> **Work required**
Format the data between the lines holding "Please trace the outline of every instance of the bush." and "123 L 31 137", inclusive, as a JSON list of strings, one string per line, leaving out any blank lines.

Stored data
# # # #

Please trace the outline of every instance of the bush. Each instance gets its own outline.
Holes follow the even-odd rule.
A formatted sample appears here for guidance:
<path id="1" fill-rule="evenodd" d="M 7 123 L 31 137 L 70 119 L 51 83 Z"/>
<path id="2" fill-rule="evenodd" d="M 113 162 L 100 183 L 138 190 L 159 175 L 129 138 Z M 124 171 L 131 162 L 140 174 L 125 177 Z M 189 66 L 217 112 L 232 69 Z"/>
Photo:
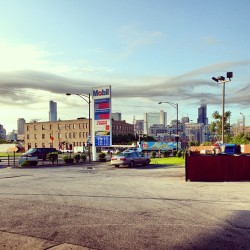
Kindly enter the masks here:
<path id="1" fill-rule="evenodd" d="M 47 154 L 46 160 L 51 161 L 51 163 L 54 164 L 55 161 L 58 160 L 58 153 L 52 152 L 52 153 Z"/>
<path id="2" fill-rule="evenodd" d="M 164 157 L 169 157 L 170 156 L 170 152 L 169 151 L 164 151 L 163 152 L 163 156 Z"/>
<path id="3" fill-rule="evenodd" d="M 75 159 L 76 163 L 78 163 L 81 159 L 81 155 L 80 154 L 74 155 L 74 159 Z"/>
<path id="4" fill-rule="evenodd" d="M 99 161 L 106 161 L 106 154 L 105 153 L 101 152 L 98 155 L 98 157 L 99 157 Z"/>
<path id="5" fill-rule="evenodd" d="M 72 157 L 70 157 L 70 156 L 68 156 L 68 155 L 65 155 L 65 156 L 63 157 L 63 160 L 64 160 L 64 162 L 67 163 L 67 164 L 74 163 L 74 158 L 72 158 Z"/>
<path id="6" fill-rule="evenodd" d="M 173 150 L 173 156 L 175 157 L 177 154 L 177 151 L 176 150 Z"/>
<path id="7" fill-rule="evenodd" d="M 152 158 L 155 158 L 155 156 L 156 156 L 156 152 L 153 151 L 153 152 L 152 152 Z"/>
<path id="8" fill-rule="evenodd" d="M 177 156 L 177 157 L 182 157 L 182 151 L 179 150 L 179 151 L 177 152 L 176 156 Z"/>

# # # #

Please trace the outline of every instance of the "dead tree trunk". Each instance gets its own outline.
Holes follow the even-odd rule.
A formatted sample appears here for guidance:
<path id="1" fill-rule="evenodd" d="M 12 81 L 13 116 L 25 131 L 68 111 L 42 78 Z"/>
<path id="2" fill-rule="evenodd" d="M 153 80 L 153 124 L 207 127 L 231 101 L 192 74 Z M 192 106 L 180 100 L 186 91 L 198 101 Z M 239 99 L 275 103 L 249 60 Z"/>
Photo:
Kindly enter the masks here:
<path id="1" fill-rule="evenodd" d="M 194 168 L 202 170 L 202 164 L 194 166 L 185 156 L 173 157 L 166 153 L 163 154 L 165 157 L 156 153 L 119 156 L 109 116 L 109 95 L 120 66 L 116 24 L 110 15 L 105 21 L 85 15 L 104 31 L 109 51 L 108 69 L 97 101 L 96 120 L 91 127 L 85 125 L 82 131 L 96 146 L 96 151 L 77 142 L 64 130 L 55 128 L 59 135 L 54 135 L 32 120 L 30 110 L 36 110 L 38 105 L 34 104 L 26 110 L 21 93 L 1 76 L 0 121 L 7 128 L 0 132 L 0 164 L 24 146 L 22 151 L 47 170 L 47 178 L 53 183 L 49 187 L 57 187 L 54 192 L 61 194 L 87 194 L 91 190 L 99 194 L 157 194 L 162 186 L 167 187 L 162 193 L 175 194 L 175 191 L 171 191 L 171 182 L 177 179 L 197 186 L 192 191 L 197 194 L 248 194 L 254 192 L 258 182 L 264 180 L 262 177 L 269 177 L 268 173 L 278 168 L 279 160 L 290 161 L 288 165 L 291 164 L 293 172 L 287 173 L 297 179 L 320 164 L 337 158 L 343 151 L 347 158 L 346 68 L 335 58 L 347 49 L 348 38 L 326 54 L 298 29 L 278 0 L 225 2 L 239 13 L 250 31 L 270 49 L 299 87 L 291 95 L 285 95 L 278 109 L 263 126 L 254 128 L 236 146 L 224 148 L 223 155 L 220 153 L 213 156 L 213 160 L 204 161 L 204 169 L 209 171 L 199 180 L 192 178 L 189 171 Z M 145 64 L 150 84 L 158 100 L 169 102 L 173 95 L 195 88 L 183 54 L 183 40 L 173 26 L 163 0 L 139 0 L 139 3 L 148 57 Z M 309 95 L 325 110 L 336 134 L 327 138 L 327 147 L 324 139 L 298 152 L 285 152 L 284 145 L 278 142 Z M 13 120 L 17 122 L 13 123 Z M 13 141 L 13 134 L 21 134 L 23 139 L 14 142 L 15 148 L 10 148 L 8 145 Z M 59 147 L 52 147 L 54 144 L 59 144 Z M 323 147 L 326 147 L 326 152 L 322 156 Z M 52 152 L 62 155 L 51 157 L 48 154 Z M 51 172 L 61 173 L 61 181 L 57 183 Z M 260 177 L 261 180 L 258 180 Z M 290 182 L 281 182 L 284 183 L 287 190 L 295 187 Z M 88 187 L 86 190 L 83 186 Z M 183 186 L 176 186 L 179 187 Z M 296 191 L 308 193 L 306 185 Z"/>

# # # #

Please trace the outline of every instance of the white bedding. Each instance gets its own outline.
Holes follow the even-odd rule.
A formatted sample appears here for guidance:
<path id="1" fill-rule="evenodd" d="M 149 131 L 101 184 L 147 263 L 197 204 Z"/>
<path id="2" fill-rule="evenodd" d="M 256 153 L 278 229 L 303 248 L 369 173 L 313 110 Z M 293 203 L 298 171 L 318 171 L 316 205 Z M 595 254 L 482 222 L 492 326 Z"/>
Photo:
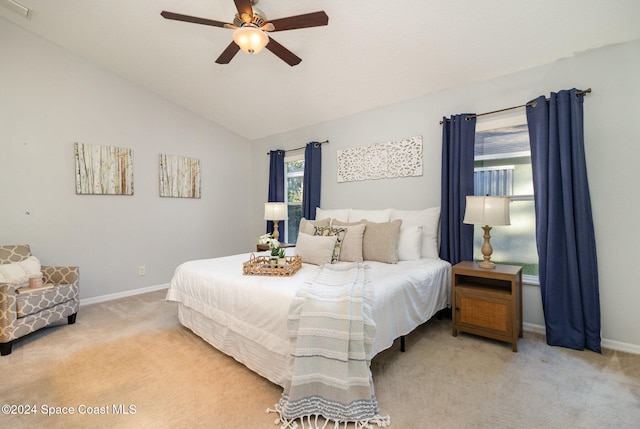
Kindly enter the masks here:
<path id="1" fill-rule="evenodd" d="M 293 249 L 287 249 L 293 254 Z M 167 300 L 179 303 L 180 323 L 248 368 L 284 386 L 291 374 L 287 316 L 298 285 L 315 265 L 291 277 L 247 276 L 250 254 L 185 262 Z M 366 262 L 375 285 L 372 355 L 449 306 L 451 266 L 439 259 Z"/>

# # # #

> **Solution to the exercise**
[
  "Please trace the outline of every instance of the bush. Each instance gets its own outline.",
  "Holes follow the even-odd rule.",
  "A formatted sample appears here for guidance:",
  "<path id=\"1\" fill-rule=\"evenodd\" d=\"M 7 123 L 31 137 L 70 119 L 51 83 Z\"/>"
]